======== Trecho do documento ========

Armadilhas do Liberalismo
Capítulo do livro Stokely Speaks:
From Black Power to Pan-Africanism (1971).
Discurso realizado em 1969.
Tradução por Guilherme Henrique.
Sempre que se escreve sobre um problema nos Estados Unidos, especialmente no que diz respeito à atmosfera racial, o problema sobre o qual se escreve geralmente é o dos negros, que são extremistas, irresponsáveis ou ideologicamente ingênuos.
O que queremos fazer aqui é falar da sociedade branca, e do segmento liberal da sociedade branca, porque queremos provar as armadilhas do liberalismo, ou seja, as armadilhas dos liberais em seu pensamento político.
Sempre que artigos são escritos, sempre que discursos políticos são feitos, ou sempre que são feitas análises sobre uma situação, supõe-se que certas pessoas de um grupo, seja de esquerda ou de direita, ricos ou pobres, brancos ou negros, estão causando polarização. O fato é que as condições causam polarização e que certas pessoas podem atuar como catalisadores para acelerar a polarização; por exemplo, Rap Brown ou Huey Newton podem ser um catalisador para acelerar a polarização de negros contra brancos nos Estados Unidos, mas as condições já estão lá. [1] [2] George Wallace pode acelerar a polarização dos brancos contra os negros na América, mas, novamente, as condições já estão lá. [3]
Muitas pessoas querem saber por que, de todo o segmento branco da sociedade, queremos criticar os liberais. Temos que criticá-los porque eles representam a ligação entre os dois grupos, entre o oprimido e o opressor. O liberal tenta se tornar um árbitro, mas é incapaz de resolver os problemas. Ele promete ao opressor que pode manter os oprimidos sob controle; que ele irá impedi-los de se tornarem ilegais (neste caso, ilegal significa violento). Ao mesmo tempo, ele promete aos oprimidos que poderá aliviar seu sofrimento – no devido tempo. Historicamente, é claro, sabemos que isso é impossível, e nossa era não escapará da história.
A questão mais perturbadora para o liberal é a questão da violência. A reação inicial do liberal à violência é tentar convencer os oprimidos de que a violência é uma tática incorreta, que a violência não funciona, que a violência nunca realiza nada. Os europeus tomaram a América através da violência e através da violência estabeleceram o país mais poderoso do mundo. Através da violência eles mantêm o país mais poderoso do mundo. É absolutamente absurdo alguém dizer que a violência nunca realiza nada.

======== Dados armazenados ========

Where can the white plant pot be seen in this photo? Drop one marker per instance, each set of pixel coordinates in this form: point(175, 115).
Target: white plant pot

========

Tarefa a realizar:
No trecho sobre o liberalismo, o que significa a palavra "ilegal" no caso em que o liberal promete impedir que os oprimidos se tornem ilegais?

Resultado da tarefa:
Nesse caso, "ilegal" significa violento.